** RECORDS SUPPLIED follows **
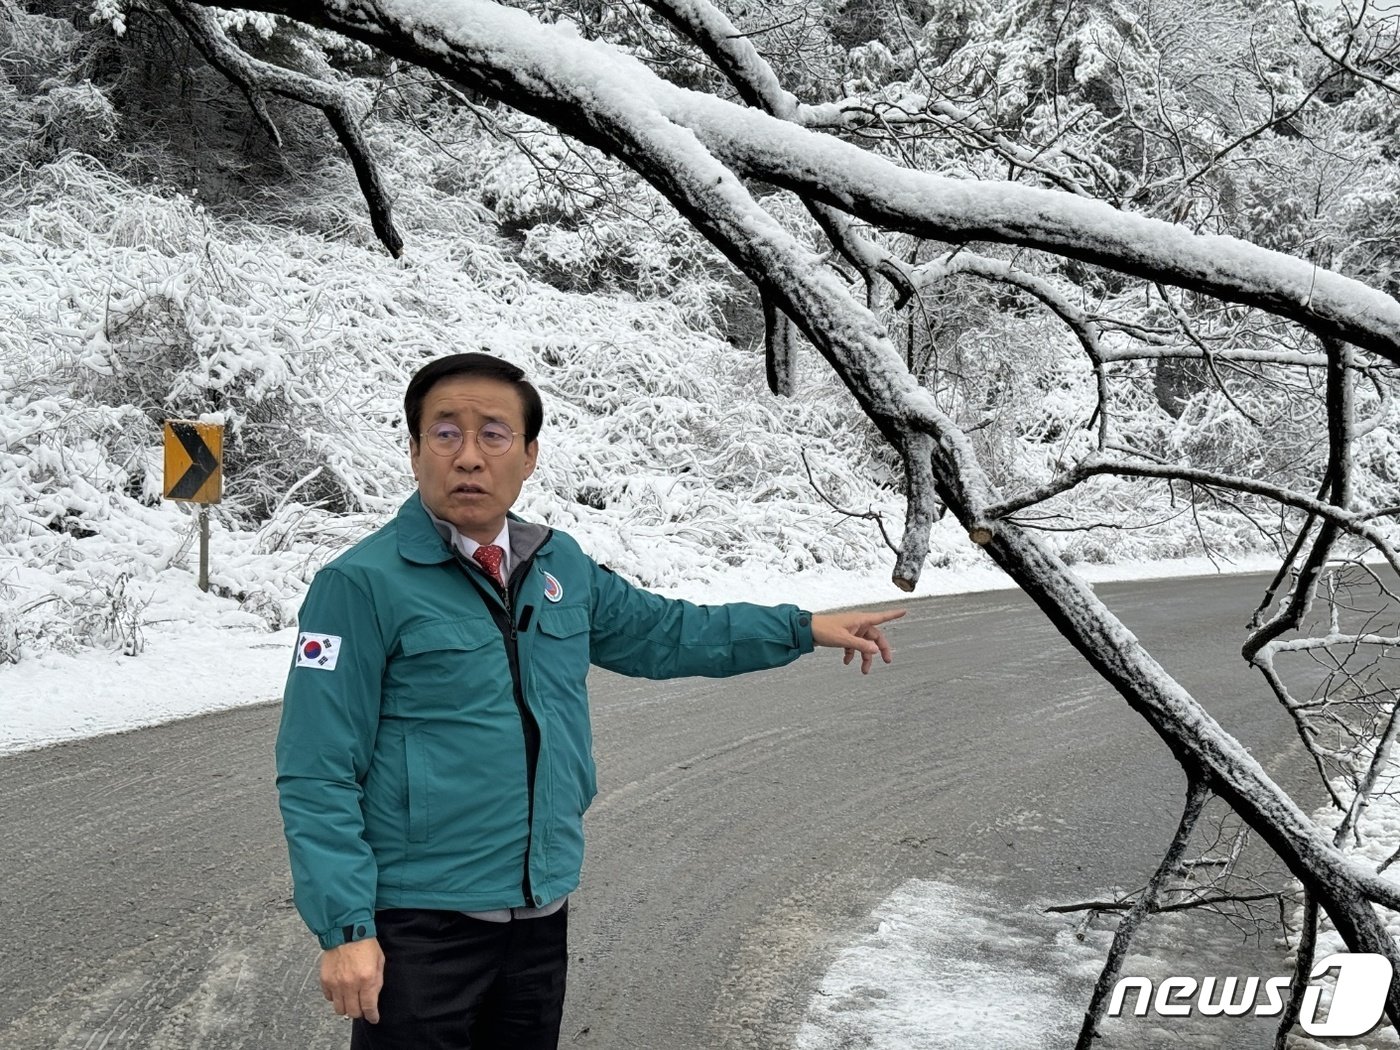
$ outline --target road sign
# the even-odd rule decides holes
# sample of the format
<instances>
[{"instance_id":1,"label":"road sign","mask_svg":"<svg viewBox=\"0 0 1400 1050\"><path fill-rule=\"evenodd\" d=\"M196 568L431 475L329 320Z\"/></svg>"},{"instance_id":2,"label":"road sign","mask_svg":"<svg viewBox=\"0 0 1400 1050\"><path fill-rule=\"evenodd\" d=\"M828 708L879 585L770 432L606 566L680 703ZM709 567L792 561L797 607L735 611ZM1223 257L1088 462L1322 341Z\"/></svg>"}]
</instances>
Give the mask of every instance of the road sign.
<instances>
[{"instance_id":1,"label":"road sign","mask_svg":"<svg viewBox=\"0 0 1400 1050\"><path fill-rule=\"evenodd\" d=\"M224 494L224 425L165 421L165 498L218 503Z\"/></svg>"},{"instance_id":2,"label":"road sign","mask_svg":"<svg viewBox=\"0 0 1400 1050\"><path fill-rule=\"evenodd\" d=\"M209 504L224 497L224 425L165 421L165 498L199 504L199 589L209 589Z\"/></svg>"}]
</instances>

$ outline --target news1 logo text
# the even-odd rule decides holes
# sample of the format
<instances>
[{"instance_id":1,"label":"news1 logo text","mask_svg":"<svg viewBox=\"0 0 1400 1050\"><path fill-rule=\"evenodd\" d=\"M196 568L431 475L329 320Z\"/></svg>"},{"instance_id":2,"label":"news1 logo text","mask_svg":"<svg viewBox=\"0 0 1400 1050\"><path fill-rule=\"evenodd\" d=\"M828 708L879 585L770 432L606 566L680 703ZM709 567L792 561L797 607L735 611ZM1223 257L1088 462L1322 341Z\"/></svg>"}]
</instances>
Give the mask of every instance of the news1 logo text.
<instances>
[{"instance_id":1,"label":"news1 logo text","mask_svg":"<svg viewBox=\"0 0 1400 1050\"><path fill-rule=\"evenodd\" d=\"M1332 1002L1325 1011L1326 1017L1319 1017L1323 986L1313 982L1332 971L1337 975ZM1324 1038L1365 1035L1380 1023L1390 978L1390 960L1384 955L1337 952L1327 956L1313 966L1308 986L1303 989L1299 1027L1308 1035ZM1135 1017L1145 1016L1148 1010L1161 1017L1190 1017L1193 1012L1202 1017L1271 1017L1283 1013L1290 981L1288 977L1270 977L1267 981L1258 977L1205 977L1200 981L1194 977L1166 977L1158 982L1154 993L1152 982L1146 977L1124 977L1113 986L1108 1016L1121 1016L1128 992L1136 991L1132 1010Z\"/></svg>"}]
</instances>

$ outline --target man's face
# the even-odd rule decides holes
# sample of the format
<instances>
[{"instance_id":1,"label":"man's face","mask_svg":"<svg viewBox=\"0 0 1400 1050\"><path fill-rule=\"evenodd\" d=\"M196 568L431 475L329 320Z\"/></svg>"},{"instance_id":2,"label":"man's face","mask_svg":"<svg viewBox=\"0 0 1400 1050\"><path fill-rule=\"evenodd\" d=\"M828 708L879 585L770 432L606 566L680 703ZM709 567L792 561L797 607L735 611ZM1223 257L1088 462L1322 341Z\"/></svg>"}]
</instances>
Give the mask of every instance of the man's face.
<instances>
[{"instance_id":1,"label":"man's face","mask_svg":"<svg viewBox=\"0 0 1400 1050\"><path fill-rule=\"evenodd\" d=\"M520 486L535 472L539 442L525 444L525 406L509 383L450 376L434 384L423 399L419 429L427 434L433 424L442 422L455 424L463 432L462 447L454 455L443 456L432 450L427 439L412 435L409 459L419 495L424 506L463 535L490 543L500 535ZM516 432L504 455L481 451L476 432L488 423L504 424Z\"/></svg>"}]
</instances>

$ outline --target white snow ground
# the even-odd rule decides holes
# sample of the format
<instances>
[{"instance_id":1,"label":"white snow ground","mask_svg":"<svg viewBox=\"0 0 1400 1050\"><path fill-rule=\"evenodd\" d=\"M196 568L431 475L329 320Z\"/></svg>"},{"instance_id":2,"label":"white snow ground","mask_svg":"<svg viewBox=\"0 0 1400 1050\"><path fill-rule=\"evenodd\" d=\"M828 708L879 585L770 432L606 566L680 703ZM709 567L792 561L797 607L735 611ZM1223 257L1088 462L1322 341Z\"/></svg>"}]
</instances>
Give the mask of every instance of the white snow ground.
** End of RECORDS SUPPLIED **
▶ [YOUR ASSIGNMENT] Where does the string "ground" appear in the records above? Show every line that holds it.

▶ [FINAL ANSWER]
$ outline --target white snow ground
[{"instance_id":1,"label":"white snow ground","mask_svg":"<svg viewBox=\"0 0 1400 1050\"><path fill-rule=\"evenodd\" d=\"M196 568L431 475L329 320Z\"/></svg>"},{"instance_id":2,"label":"white snow ground","mask_svg":"<svg viewBox=\"0 0 1400 1050\"><path fill-rule=\"evenodd\" d=\"M828 708L879 585L770 432L606 566L680 703ZM709 567L792 561L797 607L735 611ZM1223 257L1088 462L1322 341Z\"/></svg>"}]
Give the mask of every instance of the white snow ground.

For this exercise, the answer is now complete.